-------- TESTO PROPOSTO --------

Al lettore il giudizio sulla plausibilità dell'interpretazione dell’escatologia offerta dalla famiglia Bradford.

lunedì 2 novembre 2009

Domande e riflessioni prima di aprire il libro di Pieter Craffert

Nei prossimi giorni (che forse saranno anche un paio di settimane) vorrei accingermi alla lettura di: Pieter F. Craffert, The Life of a Galilean Shaman: Jesus of Nazareth in anthropological-historical perspective, Cascade Books, Eugene, 2008. L'idea di comprendere determinati aspetti della figura di Gesù (esorcismi, guarigioni, rivelazioni) attraverso il modello trans-culturale dello sciamano, non è nuova, anzi mi pare che sia già stata "sdoganata" nel panorama editoriale italiano in un contributo (ora non mi ricordo esattamente di chi - forse John Pilch?) all'interno del volume edito da W. Stegemann - B.J. Malina - G. Theissen, Il nuovo Gesù storico, Paideia, 2006. La monografia di Craffert dovrebbe però, credo, costituire l'espressione ad oggi più completa di questo indirizzo interpretativo.
In realtà, sarei tentato di dire che un importante passo in questa direzione l'aveva già fatto più di vent'anni fa Marcus J. Borg (cfr. Jesus: A New Vision. Spirit, Culture and the Life of Discipleship, Harper San Francisco, San Francisco, 1987), il quale interpretava - collegandosi a sua volta alle tesi di G. Vermes sui carismatici galilei - Gesù come "a Spirit person" che è in contatto con la potenza benefica "of the other realm", e che può mediarne l'esperienza agli altri, in particolar modo attraverso l'elaborazione di una "sapienza sovversiva", a cui fa capo anche una precisa prassi politica "inclusivista" (e anti-nazionalista o anti-zelota, una caratterizzazione quest'ultima che verrà meno nel più recente lavoro di Borg del 2007).
Ma, pur senza aver letto il libro, ho già avuto modo di capire che Craffert con il suo lavoro intende prendere le distanze da tutti i Jesus Questers in genere (Borg e Jesus Seminar compresi), tutti "colpevoli" ai suoi occhi di attenersi allo sterile "paradigma dell'autenticità" e della Traditionsgeschichte.
E questo è già uno dei grossi punti di domanda con cui mi accosterò alla lettura del libro: perché contrapporre approccio antropologico e approccio storico-critico? Da questo punto di vista, mi sembrano, a prima vista, condivisibili alcuni rilievi che a Craffert muove il suo collega Andries Van Aarde (http://www.up.ac.za/dspace/bitstream/2263/7431/1/VanAarde_Anthropological%282008%29.pdf), il quale, per l'appunto - apprezzando il lavoro di Craffert - ritiene auspicabile l'integrazione, piuttosto che l'aut-aut, tra i due aprrocci.

--------

OBIETTIVI:
**1)** Nel testo sul libro di Craffert, perché Craffert prende le distanze dai Jesus Questers? Rispondi in una o due frasi.
**2)** Prosegui il testo sul libro di Craffert a partire dall'ultima frase riportata.

-------- VOCI FORNITE --------

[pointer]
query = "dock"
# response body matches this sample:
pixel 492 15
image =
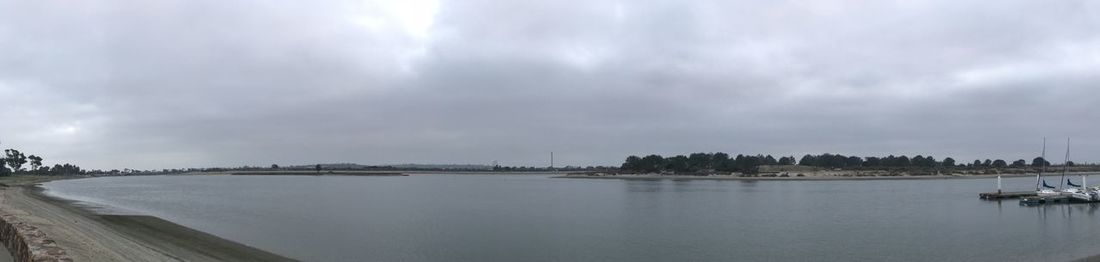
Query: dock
pixel 1005 195
pixel 1034 200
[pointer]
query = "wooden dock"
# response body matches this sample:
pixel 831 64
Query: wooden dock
pixel 1034 200
pixel 1005 195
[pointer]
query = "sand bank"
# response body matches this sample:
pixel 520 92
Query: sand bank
pixel 90 237
pixel 732 177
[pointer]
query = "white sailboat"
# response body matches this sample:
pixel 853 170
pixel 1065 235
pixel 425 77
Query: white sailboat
pixel 1080 193
pixel 1045 189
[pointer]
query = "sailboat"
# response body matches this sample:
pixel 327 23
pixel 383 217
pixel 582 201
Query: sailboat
pixel 1045 189
pixel 1079 193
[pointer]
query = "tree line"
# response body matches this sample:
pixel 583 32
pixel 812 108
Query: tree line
pixel 750 164
pixel 14 162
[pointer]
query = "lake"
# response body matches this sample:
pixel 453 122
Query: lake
pixel 537 218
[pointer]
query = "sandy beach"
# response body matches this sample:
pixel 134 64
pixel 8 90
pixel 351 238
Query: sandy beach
pixel 90 237
pixel 729 177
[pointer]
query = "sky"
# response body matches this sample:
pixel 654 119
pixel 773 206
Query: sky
pixel 169 84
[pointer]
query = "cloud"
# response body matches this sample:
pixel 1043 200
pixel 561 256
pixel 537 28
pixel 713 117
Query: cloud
pixel 171 84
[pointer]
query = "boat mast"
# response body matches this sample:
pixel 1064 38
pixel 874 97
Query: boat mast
pixel 1043 164
pixel 1065 164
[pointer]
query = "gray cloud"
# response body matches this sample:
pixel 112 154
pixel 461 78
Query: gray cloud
pixel 152 85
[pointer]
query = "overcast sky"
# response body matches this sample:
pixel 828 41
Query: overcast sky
pixel 180 84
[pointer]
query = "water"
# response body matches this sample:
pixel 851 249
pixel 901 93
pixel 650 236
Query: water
pixel 536 218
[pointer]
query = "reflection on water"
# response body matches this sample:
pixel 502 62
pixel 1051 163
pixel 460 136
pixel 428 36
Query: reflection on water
pixel 537 218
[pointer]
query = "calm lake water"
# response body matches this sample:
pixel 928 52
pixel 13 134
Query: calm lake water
pixel 537 218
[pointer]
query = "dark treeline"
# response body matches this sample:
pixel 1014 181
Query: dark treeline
pixel 14 162
pixel 750 164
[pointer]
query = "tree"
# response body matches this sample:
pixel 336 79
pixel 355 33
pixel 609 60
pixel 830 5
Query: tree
pixel 871 161
pixel 15 160
pixel 699 161
pixel 903 161
pixel 631 163
pixel 678 164
pixel 807 160
pixel 854 161
pixel 722 162
pixel 35 162
pixel 652 163
pixel 787 161
pixel 770 161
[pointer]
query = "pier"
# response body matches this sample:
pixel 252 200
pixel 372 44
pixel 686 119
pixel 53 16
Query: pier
pixel 1005 195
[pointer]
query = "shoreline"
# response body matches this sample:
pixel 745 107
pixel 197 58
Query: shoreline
pixel 729 177
pixel 87 236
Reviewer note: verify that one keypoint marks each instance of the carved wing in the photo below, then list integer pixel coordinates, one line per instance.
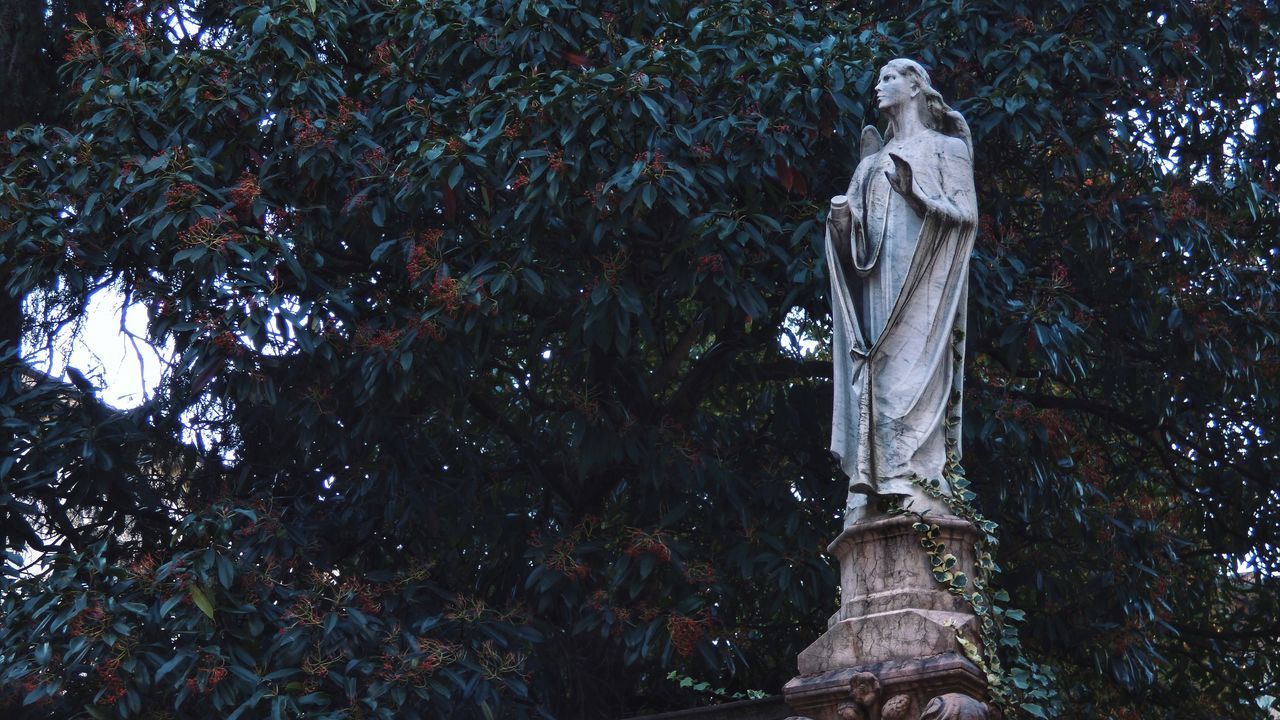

--------

RISPOSTE PER COMPITO:
**1)** Ai suoi occhi i Jesus Questers, compresi Borg e il Jesus Seminar, sono tutti "colpevoli" di attenersi allo sterile "paradigma dell'autenticità" e della Traditionsgeschichte.

**2)**
E un altro grande punto di domanda mi si è profilato innanzi sfogliando (molto, troppo, velocemente) le pagine di The Life of a Galilean Shaman, là dove Craffert si sofferma sui due aspetti centrali del "messaggio" di Gesù - il regno di Dio e il Figlio dell'uomo - , argomentando che essi, una volta considerati all'interno del modello di quella specifica figura sociale che è lo sciamano, cessano di essere concetti o simboli che fanno riferimento ad "entità esterne" e oggettivabili (il Figlio dell'uomo come essere celeste e il regno di Dio come realtà realizzabile), e diventano, in qualche modo, semplici espressioni, culturalmente determinate, dell'esperienza visionaria del divino vissuta dallo sciamano.
In poche parole, il secondo grande interrogativo con il quale mi accosterò alla lettura del libro di Craffert è: se il regno di Dio non è altro che una codificazione linguistica di un'esperienza mistica, in che modo accade che il nostro Gesù sciamano finisca la sua vita sopra una croce come ribelle politico?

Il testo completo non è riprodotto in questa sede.